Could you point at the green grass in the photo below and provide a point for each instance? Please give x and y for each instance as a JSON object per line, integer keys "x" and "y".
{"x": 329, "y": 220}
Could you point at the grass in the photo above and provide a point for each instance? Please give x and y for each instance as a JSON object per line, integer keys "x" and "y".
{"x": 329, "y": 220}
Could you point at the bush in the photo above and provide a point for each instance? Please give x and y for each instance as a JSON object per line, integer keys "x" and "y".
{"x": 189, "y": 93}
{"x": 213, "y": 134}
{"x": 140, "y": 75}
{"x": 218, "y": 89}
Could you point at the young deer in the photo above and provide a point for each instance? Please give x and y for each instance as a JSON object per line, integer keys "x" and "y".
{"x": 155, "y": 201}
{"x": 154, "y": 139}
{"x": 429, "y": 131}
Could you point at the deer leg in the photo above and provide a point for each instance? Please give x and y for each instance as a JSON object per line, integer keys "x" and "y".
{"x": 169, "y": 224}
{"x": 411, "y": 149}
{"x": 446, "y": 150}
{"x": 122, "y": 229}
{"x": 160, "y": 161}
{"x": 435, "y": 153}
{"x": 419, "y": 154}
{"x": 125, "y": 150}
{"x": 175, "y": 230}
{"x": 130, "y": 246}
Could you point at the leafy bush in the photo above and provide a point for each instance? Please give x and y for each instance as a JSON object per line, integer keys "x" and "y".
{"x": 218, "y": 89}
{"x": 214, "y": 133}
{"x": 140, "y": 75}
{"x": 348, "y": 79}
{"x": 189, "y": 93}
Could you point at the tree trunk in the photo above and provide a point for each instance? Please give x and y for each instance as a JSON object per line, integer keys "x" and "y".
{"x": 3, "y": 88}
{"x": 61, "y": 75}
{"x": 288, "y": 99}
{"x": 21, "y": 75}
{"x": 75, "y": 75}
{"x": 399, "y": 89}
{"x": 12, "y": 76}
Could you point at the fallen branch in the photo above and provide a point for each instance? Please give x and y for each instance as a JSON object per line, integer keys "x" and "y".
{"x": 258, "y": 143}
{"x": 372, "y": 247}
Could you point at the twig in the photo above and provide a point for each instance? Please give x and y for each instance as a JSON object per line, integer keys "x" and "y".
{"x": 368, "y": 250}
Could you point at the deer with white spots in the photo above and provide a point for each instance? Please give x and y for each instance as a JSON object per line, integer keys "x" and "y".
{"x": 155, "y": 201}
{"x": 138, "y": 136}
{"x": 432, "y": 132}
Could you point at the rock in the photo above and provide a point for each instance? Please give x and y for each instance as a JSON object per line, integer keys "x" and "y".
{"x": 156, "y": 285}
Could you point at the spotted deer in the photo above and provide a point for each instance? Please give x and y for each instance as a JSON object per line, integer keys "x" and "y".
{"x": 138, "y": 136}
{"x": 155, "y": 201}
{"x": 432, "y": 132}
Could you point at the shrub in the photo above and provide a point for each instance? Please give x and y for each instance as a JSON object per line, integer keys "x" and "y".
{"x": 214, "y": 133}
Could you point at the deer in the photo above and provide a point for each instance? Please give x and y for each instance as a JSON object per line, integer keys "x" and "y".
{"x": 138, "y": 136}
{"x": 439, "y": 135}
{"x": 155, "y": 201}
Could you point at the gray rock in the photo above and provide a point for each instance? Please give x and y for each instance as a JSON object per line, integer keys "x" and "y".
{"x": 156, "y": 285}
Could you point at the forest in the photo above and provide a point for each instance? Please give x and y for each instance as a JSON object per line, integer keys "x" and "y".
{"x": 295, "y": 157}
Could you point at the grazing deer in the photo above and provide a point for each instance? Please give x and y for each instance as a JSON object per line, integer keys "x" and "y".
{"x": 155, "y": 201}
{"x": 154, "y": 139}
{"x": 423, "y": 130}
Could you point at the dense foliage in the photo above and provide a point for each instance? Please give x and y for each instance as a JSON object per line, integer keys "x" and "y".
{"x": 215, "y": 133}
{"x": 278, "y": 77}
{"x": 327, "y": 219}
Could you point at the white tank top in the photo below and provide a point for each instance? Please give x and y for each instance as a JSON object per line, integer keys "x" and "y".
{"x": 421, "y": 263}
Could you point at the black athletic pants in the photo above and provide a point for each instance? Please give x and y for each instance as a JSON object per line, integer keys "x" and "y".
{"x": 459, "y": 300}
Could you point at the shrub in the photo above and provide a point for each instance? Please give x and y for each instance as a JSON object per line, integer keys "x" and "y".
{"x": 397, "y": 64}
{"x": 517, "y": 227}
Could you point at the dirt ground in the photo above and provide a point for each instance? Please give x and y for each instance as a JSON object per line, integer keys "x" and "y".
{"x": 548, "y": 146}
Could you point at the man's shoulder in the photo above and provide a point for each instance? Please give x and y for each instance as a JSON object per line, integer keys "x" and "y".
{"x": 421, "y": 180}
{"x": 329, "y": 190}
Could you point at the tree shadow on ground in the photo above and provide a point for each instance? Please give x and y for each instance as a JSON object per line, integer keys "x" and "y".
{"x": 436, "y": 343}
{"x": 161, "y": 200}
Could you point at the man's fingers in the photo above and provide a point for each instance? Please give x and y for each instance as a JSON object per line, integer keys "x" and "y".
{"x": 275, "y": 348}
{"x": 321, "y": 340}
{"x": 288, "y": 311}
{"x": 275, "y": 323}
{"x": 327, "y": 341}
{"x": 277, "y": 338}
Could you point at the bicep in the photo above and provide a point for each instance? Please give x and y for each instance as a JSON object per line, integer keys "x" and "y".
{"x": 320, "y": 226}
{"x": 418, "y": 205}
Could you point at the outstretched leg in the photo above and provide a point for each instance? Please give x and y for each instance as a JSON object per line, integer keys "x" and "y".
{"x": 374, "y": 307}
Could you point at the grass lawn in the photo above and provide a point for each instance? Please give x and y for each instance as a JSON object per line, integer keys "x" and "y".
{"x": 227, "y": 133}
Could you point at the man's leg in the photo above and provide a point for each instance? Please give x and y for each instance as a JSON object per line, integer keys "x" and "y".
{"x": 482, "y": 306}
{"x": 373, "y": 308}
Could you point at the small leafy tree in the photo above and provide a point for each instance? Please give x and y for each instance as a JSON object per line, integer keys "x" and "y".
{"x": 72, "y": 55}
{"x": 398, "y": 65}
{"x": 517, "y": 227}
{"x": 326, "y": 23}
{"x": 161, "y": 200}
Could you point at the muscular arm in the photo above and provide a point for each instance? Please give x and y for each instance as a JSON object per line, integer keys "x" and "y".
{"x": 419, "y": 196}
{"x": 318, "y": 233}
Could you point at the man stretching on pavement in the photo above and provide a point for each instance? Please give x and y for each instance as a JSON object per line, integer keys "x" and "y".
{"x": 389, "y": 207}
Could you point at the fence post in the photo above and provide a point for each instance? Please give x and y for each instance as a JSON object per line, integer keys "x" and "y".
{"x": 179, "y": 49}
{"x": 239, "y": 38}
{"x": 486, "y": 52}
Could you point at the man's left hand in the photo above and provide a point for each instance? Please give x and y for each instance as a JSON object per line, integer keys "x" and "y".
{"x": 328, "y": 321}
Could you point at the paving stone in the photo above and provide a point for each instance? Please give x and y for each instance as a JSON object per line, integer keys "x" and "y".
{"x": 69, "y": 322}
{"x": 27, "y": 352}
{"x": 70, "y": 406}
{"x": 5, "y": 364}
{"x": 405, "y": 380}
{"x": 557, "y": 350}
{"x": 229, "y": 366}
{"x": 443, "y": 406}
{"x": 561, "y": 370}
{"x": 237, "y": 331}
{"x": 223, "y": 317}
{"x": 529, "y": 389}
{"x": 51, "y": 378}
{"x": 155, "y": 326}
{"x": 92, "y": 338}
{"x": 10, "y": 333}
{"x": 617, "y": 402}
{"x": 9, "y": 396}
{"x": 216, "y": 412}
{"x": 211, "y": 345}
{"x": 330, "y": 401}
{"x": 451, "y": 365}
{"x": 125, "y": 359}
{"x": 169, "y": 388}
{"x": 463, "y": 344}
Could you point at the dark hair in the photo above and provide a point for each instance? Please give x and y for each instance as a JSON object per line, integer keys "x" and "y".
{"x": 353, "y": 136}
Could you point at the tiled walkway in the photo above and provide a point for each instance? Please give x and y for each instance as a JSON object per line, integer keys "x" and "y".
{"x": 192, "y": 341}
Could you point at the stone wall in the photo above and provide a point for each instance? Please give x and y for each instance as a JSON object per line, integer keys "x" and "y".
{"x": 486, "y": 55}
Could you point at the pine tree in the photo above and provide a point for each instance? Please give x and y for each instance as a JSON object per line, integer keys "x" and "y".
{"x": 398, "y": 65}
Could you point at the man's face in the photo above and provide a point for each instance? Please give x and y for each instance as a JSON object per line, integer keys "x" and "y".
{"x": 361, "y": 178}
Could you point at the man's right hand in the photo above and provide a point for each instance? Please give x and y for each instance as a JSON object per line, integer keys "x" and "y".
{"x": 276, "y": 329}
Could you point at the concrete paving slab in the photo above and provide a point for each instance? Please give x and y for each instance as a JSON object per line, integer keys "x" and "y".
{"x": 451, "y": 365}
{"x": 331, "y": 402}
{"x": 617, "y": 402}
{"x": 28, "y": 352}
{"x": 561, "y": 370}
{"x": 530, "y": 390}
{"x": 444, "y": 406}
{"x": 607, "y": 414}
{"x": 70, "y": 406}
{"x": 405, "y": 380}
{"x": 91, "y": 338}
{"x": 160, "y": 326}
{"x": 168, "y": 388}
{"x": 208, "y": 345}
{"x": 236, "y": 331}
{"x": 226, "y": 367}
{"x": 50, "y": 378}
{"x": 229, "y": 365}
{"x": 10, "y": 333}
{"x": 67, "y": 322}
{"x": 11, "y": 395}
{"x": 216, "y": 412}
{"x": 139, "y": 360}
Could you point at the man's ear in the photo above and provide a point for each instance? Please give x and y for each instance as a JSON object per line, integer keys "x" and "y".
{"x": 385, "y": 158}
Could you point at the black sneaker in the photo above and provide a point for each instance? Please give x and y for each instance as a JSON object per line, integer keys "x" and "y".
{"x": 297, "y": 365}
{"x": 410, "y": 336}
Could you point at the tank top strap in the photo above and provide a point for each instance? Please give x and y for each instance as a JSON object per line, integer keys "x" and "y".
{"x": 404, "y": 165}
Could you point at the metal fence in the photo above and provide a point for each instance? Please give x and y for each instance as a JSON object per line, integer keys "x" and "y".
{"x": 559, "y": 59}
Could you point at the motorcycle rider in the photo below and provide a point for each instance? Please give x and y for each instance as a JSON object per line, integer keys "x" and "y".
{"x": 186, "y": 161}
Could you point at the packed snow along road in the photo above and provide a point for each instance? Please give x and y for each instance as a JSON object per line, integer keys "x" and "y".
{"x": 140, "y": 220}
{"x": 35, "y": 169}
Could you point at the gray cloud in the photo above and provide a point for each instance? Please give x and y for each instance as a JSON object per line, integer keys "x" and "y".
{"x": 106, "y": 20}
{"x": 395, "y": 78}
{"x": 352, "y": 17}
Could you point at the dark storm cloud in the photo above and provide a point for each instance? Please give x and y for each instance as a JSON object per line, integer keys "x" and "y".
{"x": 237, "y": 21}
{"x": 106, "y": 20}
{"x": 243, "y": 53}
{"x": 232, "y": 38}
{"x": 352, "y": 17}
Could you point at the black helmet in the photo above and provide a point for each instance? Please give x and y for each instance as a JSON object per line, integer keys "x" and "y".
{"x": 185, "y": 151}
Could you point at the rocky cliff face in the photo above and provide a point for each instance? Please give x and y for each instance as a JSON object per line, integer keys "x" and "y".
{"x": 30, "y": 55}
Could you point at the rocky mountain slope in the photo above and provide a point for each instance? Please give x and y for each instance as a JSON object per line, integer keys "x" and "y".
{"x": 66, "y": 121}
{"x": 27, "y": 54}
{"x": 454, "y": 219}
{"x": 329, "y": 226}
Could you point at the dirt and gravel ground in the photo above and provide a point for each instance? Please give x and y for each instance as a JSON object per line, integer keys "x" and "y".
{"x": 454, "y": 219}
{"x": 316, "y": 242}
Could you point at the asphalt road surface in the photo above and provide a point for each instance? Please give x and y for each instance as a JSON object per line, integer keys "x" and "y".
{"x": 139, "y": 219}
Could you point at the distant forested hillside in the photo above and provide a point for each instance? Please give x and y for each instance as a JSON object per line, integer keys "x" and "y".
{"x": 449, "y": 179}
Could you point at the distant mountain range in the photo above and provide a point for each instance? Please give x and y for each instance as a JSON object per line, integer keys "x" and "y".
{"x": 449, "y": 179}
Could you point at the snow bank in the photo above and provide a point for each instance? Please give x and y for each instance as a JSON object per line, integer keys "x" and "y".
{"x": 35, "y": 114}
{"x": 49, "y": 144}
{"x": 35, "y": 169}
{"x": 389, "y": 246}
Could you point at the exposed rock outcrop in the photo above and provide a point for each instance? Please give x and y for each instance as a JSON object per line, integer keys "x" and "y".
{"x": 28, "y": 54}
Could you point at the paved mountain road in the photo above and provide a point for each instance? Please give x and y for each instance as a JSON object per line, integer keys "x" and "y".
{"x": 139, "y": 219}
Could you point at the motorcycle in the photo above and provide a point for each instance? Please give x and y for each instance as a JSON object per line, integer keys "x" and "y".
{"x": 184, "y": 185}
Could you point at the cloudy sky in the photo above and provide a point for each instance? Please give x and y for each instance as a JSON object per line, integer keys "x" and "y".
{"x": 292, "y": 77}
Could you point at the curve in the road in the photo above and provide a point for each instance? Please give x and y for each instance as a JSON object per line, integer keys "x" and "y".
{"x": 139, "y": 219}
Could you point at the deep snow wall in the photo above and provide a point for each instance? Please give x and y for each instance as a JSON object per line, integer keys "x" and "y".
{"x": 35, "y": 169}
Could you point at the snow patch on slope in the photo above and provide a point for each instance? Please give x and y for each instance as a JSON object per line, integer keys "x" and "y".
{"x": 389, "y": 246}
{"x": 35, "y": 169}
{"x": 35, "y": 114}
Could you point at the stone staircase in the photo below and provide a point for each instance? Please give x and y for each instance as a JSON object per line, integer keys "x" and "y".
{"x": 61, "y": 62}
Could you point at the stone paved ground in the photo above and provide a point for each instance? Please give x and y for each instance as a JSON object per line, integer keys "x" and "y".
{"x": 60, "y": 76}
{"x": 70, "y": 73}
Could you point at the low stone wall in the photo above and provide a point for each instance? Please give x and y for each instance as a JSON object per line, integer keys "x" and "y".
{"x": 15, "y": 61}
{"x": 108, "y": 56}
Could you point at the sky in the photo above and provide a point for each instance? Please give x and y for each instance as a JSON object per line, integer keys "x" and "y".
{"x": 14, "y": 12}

*-*-*

- **Task to carry out**
Take the lines from the one containing "Could you point at the stone paved" to the last line of the material above and write them out exactly.

- **Task result**
Could you point at the stone paved ground in the photo above and provide a point for each instance? Please give x and y for each instance as a JSON object per line, integer keys "x" and "y".
{"x": 60, "y": 76}
{"x": 70, "y": 73}
Could you point at the low stone wall in the photo above and provide a point for each instance? Please give x and y for each instance as a JSON object per line, integer keys "x" and "y".
{"x": 15, "y": 61}
{"x": 108, "y": 56}
Could you point at the sky in the photo above and provide a point for each instance? Please give x and y for each instance as a JSON object per line, integer keys "x" and "y".
{"x": 14, "y": 12}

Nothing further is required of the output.